• **Texte source**
================================
Des débats étaient prévus hier sur la motion de remise en liberté conditionnelle présentée la semaine dernière par le Leading Counsel, Me Sanjeev Teeluckdharry, assisté de Mes José Moirt et Akil Bissessur. Me Manjula Boojharut, State Counsel au bureau du Directeur des Poursuites Publiques (DPP), a informé la magistrate Jade Ngan Chai King qu’elle n’avait aucune objection à la remise en liberté conditionnelle du jeune homme sous les deux charges logées contre lui, soit de possession of drugs for the purpose of selling et de possession of firearms.
Pour la première charge, Ryan Laurette devait ainsi s’acquitter d’une caution de Rs 100 000 et signer une reconnaissance de dette de Rs 500 000, contre une caution de Rs 15 000 et une reconnaissance de dette de Rs 35 000 pour l’affaire de possession d’armes à feu. La Cour a aussi attaché d’autres conditions à sa libération, notamment l’obligation de signaler sa présence chaque jour au poste de police de Grand-Gaube, d’avoir une adresse fixe et un numéro de contact, et de rester disponible pour l’enquête de police.
================================
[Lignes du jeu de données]
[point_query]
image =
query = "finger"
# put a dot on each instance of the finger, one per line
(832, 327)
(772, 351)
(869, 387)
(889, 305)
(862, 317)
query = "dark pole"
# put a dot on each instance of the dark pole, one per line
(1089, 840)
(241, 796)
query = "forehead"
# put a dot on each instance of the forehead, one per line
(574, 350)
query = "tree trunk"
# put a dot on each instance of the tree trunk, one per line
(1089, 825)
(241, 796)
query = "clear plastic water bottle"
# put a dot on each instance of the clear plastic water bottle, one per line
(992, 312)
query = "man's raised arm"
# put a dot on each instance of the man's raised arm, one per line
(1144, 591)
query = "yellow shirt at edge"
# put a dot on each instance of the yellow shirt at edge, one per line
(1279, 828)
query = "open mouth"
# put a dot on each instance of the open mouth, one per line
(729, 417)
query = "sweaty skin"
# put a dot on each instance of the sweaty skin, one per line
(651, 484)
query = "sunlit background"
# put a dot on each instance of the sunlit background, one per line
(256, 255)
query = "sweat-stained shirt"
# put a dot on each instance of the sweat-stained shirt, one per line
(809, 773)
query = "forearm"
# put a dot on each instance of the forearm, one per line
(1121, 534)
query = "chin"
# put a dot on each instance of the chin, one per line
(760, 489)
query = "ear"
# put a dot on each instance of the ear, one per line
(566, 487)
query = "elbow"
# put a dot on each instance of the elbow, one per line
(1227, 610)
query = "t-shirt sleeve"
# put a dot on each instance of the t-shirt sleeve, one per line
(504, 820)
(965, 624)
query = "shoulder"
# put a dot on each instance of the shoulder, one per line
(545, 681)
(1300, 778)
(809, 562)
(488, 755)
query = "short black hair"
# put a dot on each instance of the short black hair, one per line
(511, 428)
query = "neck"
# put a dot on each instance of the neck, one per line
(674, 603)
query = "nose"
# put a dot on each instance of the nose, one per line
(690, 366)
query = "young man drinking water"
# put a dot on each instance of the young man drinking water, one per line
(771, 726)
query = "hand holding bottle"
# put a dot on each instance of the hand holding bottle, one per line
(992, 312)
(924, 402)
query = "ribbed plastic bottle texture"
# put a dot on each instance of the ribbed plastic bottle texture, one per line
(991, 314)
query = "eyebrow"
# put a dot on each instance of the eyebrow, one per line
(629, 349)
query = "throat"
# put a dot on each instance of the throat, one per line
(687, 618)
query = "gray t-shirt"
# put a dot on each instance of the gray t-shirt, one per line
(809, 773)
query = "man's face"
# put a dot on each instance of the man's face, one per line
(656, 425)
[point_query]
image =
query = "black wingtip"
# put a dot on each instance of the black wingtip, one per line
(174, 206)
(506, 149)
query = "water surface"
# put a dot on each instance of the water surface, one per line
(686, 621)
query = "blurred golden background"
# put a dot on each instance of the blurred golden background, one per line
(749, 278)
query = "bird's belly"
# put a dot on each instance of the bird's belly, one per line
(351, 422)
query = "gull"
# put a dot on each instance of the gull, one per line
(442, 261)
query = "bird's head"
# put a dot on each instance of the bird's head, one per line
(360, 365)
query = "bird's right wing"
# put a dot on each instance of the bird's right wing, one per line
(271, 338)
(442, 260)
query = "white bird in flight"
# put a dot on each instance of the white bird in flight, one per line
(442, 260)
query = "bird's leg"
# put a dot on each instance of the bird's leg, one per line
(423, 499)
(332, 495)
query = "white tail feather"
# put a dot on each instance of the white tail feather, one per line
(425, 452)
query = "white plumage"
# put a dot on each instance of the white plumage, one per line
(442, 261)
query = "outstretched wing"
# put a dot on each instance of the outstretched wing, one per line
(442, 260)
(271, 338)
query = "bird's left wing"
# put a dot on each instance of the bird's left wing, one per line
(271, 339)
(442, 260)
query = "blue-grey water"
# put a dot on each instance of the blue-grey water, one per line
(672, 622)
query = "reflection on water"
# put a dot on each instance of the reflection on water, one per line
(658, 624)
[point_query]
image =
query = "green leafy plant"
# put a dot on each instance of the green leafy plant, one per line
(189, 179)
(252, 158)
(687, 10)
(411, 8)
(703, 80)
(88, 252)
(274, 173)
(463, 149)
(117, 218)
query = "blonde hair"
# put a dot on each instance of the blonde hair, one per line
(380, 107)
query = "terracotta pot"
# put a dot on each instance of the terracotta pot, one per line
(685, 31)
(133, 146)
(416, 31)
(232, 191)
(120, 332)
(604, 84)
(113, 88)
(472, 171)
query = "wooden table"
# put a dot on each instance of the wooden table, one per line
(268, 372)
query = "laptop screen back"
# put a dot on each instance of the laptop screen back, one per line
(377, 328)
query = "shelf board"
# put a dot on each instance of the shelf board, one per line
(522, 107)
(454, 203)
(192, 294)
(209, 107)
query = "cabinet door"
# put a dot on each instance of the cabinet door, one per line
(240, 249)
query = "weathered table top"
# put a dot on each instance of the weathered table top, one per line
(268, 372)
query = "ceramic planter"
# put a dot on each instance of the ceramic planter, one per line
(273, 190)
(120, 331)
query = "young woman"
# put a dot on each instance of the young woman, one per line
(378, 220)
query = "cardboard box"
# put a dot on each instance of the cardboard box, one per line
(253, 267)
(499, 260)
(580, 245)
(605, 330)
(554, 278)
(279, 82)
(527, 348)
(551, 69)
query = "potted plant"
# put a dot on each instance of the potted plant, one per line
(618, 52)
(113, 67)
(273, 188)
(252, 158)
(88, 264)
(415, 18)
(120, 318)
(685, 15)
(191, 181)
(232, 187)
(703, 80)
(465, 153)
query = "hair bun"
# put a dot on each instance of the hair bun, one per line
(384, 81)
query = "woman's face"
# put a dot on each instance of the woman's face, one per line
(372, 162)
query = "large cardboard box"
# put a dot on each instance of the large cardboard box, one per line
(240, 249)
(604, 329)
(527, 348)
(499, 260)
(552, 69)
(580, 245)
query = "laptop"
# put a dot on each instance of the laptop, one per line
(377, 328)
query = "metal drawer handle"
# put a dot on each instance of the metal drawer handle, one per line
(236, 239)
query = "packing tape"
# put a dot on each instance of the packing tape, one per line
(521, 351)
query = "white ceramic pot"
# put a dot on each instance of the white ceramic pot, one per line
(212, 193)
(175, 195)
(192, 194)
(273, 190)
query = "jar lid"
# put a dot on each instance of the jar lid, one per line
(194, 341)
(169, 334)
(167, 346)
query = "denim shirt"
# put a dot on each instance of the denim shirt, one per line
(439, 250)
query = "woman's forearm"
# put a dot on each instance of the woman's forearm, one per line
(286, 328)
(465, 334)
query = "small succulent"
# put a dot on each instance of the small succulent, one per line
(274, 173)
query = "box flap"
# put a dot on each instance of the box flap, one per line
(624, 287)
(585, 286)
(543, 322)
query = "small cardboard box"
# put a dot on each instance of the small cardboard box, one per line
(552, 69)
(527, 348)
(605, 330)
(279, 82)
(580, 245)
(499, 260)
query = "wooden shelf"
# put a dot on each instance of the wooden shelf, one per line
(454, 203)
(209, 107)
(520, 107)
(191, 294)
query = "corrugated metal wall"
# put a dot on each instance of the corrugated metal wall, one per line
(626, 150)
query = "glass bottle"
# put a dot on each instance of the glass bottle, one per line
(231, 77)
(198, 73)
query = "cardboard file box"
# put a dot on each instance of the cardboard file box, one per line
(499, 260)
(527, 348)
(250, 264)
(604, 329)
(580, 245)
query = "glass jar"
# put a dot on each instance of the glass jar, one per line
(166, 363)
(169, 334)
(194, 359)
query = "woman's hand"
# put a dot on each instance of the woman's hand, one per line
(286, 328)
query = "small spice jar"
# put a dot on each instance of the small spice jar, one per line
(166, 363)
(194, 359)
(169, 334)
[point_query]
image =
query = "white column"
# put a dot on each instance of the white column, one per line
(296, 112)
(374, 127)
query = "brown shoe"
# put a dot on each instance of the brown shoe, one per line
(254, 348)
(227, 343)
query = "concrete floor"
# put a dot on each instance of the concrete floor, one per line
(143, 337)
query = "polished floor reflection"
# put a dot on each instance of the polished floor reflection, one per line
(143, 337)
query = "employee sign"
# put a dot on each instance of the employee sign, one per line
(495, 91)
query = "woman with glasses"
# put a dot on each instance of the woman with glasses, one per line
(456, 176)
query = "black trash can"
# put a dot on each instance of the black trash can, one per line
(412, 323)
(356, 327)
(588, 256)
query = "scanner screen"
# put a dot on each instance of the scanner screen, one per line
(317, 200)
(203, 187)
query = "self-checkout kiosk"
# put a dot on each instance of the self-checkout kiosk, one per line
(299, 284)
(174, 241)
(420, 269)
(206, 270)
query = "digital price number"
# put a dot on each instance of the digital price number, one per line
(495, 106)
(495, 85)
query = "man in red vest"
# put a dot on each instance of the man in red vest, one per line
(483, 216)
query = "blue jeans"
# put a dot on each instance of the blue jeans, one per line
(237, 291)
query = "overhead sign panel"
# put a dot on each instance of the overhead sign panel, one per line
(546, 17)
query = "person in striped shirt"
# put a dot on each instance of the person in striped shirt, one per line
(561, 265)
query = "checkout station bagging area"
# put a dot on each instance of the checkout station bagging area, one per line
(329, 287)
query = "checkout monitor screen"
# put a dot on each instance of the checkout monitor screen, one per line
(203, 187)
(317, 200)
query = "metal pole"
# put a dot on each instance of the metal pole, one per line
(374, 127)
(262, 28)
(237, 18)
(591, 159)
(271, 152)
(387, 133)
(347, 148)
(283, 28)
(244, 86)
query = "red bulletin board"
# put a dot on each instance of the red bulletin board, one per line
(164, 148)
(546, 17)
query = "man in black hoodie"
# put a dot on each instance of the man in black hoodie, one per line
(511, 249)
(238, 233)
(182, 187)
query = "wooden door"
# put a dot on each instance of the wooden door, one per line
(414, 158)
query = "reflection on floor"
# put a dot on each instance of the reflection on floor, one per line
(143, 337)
================================
• **Exercices à réaliser**
[a] Relevez toutes les lignes des entrées qui contiennent la chaîne « edge ».
[b] Poursuivez le texte sur la remise en liberté conditionnelle à partir de sa dernière phrase.
Le texte sur la remise en liberté conditionnelle et les entrées sont deux documents indépendants l'un de l'autre.

• **Résultats des exercices**
[a]
query = "yellow shirt at edge"
# put a dot on each instance of the yellow shirt at edge, one per line

[b]
Les débats étaient en revanche plus animés lors de la comparution de Bruneau Laurette. La magistrate Jade Ngan Chai King a ainsi d’abord sermonné le surintendant Krishna Rajaram, car il n’a pas respecté son engagement pris en Cour vendredi dernier, à savoir de confronter l’activiste social à la vidéo de la perquisition effectuée chez lui, à Petit-Verger, le 4 novembre.
Après quoi Bruneau Laurette s’est adressé à la Cour pour exprimer son souhait que la vidéo en question montre comment les véhicules de police ont pénétré dans sa cour le 4 novembre et comment certains policiers sont entrés par la fenêtre. « Mo anvi sa video-la montre mwa tou bann polisie ki ena enn per legan ble dan zot lamin. Montre mwa kouma inn cuff mwa, inn anpes mwa rant dan mo lasam ! » dit-il.
Bruneau Laurette dit par ailleurs espérer que la vidéo puisse fournir certains détails, notamment concernant deux officiers qui, selon sa version, sont entrés dans sa chambre, mais aussi ceux ayant pris son cellulaire et son portefeuille, contenant deux reçus de football. Il espère également y voir l’inspecteur Ootim, de la SST, lui montrer le mandat de perquisition signé par l’ASP Jagai, de même que deux officiers, munis de gants, ayant frotté « quelque chose » sur son visage et son corps, avant de lui dire « Ala ADN ! ».
Bruneau Laurette ne s’est pas arrêté là . Il a également espéré que la vidéo lui montre ce que l’ASP Jagai lui a dit, de même que les emplacements où la drogue synthétique avait été retrouvée dans sa chambre, autant d’ailleurs que les armes à feu. Mais aussi que l’on y voit la policière qui lui a remis les clés de sa BMW, et qu’il dit avoir refusé de prendre.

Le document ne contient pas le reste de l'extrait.